Point localization data
────────────────

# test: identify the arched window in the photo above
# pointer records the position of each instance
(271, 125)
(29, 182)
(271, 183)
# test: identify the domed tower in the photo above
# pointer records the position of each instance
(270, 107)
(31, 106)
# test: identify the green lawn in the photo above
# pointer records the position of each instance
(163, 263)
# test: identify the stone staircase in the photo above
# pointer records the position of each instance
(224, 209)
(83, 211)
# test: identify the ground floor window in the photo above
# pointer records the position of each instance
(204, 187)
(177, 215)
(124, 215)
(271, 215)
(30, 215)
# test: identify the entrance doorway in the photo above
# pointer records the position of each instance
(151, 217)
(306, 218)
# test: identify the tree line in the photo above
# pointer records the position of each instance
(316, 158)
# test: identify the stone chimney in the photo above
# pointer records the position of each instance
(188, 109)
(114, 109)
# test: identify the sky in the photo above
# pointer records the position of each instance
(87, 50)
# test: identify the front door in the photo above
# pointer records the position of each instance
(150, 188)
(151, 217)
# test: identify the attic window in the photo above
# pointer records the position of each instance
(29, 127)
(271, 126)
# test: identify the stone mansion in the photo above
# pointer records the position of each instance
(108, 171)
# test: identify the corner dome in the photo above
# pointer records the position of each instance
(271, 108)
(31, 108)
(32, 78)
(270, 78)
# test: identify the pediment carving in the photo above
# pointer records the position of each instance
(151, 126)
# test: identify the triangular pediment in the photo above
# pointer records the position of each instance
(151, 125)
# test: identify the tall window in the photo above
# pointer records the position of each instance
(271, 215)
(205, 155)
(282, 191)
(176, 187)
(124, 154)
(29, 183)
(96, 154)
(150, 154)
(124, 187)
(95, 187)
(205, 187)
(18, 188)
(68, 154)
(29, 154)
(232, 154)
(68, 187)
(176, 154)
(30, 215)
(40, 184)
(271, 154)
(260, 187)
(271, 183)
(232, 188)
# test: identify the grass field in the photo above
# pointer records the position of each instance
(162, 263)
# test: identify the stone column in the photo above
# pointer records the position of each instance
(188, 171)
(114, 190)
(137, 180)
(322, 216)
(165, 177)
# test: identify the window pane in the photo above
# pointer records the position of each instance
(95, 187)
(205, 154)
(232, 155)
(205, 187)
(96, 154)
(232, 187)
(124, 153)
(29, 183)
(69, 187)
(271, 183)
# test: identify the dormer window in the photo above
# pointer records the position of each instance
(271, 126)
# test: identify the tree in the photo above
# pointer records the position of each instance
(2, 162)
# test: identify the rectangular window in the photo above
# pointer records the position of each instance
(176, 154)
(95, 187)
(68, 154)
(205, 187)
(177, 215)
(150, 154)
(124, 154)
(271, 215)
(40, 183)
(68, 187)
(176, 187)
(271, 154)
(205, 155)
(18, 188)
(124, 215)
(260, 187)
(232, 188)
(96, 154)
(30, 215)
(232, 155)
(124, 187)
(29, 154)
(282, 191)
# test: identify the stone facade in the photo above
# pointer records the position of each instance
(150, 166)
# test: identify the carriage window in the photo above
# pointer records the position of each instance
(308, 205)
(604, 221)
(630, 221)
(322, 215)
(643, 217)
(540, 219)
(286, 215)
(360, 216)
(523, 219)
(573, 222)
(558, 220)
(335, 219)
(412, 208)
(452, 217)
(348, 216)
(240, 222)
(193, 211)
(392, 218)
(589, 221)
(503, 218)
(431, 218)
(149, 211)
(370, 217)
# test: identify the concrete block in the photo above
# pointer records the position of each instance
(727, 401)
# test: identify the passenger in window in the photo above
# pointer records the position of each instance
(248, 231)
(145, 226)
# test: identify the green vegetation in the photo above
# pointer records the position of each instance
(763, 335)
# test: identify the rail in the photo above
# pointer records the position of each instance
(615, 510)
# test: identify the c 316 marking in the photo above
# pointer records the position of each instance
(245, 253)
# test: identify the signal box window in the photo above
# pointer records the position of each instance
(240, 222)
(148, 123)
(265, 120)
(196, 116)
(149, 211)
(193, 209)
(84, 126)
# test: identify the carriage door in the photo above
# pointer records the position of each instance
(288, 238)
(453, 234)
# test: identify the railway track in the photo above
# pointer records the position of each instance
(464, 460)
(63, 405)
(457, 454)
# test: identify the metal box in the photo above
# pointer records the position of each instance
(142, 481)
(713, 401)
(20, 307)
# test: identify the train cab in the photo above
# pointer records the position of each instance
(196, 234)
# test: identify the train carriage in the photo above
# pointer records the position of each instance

────────────────

Your reply should contain every record, unchanged and complete.

*RESPONSE:*
# test: identify the arched window in the photo above
# pointer records the position of each instance
(271, 125)
(29, 182)
(271, 183)
# test: identify the domed tower in the photo above
# pointer records the position of each instance
(270, 107)
(31, 106)
# test: identify the green lawn in the photo above
# pointer records the position of each instance
(163, 263)
# test: identify the stone staircase in the photo above
# pointer records the position of each instance
(224, 209)
(83, 211)
# test: identify the ground floor window in the photo above
# pointer records the position of each instance
(204, 187)
(177, 215)
(124, 215)
(271, 215)
(30, 215)
# test: identify the entrance doorway in the photo above
# pointer records the position of each instance
(151, 217)
(306, 218)
# test: identify the tree line in the photo above
# pointer records the position of each instance
(316, 158)
# test: identify the stone chimney in the photo above
# pointer records the position of each instance
(188, 109)
(114, 109)
# test: identify the sky in the photo above
# pointer records the position of each instance
(87, 50)
# test: identify the front door in the photo above
# pointer records the position of each instance
(150, 188)
(151, 217)
# test: identify the attic window in the photo above
# pointer records the position of each instance
(29, 127)
(271, 126)
# test: identify the stone mansion in the photo above
# pointer records the position of each instance
(108, 171)
# test: identify the corner dome in the photo above
# pointer records the position of each instance
(271, 108)
(31, 108)
(32, 78)
(270, 78)
# test: identify the pediment carving in the photo above
# pointer records the position of each instance
(151, 126)
# test: identify the triangular pediment in the photo above
# pointer records the position of each instance
(151, 125)
# test: identify the tall window in the photo above
# pointer records the position of each instance
(271, 215)
(205, 155)
(282, 191)
(176, 187)
(124, 154)
(29, 183)
(96, 154)
(150, 154)
(124, 187)
(95, 187)
(205, 187)
(18, 188)
(68, 154)
(29, 154)
(232, 154)
(68, 187)
(176, 154)
(30, 215)
(40, 184)
(271, 154)
(260, 187)
(271, 183)
(232, 188)
# test: identify the grass field in the photo above
# pointer records the position of each instance
(162, 263)
# test: identify the stone column in the photo above
# pointer records the position of each instance
(188, 171)
(114, 190)
(137, 180)
(322, 216)
(165, 177)
# test: identify the window pane in the photo above
# pointer records the position of each instance
(95, 187)
(205, 154)
(232, 155)
(205, 187)
(96, 154)
(232, 187)
(124, 153)
(29, 183)
(69, 187)
(271, 183)
# test: identify the dormer window in the photo above
# pointer records the position of each instance
(271, 126)
# test: identify the tree in the photo above
# pointer records the position of each instance
(2, 162)
# test: identify the rectangular window in the photo above
# pointer records the position of each instance
(176, 154)
(95, 187)
(68, 154)
(205, 187)
(177, 215)
(150, 154)
(124, 154)
(271, 215)
(40, 183)
(68, 187)
(176, 187)
(271, 154)
(205, 155)
(18, 188)
(124, 215)
(260, 187)
(232, 188)
(96, 154)
(30, 215)
(232, 155)
(124, 187)
(29, 154)
(282, 191)
# test: identify the stone facade in the photo above
# pointer records the position of each instance
(150, 166)
# test: identify the carriage window in the photo above
# pointer records the position of each instance
(308, 205)
(604, 221)
(630, 221)
(322, 215)
(643, 217)
(540, 219)
(286, 215)
(360, 216)
(523, 219)
(573, 222)
(558, 220)
(335, 219)
(412, 208)
(452, 217)
(348, 216)
(240, 222)
(193, 211)
(392, 218)
(589, 221)
(503, 218)
(431, 218)
(149, 211)
(370, 217)
# test: identify the concrete block in the photo above
# pointer records the position of each instance
(727, 401)
# test: identify the passenger in window in the photo above
# pointer records the position of each instance
(248, 231)
(145, 226)
# test: identify the green vegetation in the photo above
# pointer records the position of each instance
(763, 335)
# test: identify the rail in the photo above
# pointer records the position of each instance
(615, 510)
# test: identify the c 316 marking in the photo above
# pointer records the position of each instance
(245, 253)
# test: identify the signal box window in the photo above
# pointer records the position of each instance
(240, 222)
(148, 123)
(265, 120)
(196, 116)
(149, 211)
(193, 209)
(84, 126)
# test: identify the carriage door in the photo above
# pointer records the position of each instance
(288, 238)
(453, 234)
# test: identify the railway track in the photo above
# pointer records the position of each instance
(464, 460)
(63, 405)
(457, 454)
# test: identify the metal box in the photo above
# pointer records the position of each instance
(142, 481)
(713, 401)
(20, 307)
# test: identify the train cab in the photo above
# pointer records the position of each instance
(196, 234)
# test: identify the train carriage in the photo above
# pointer records the position of each instance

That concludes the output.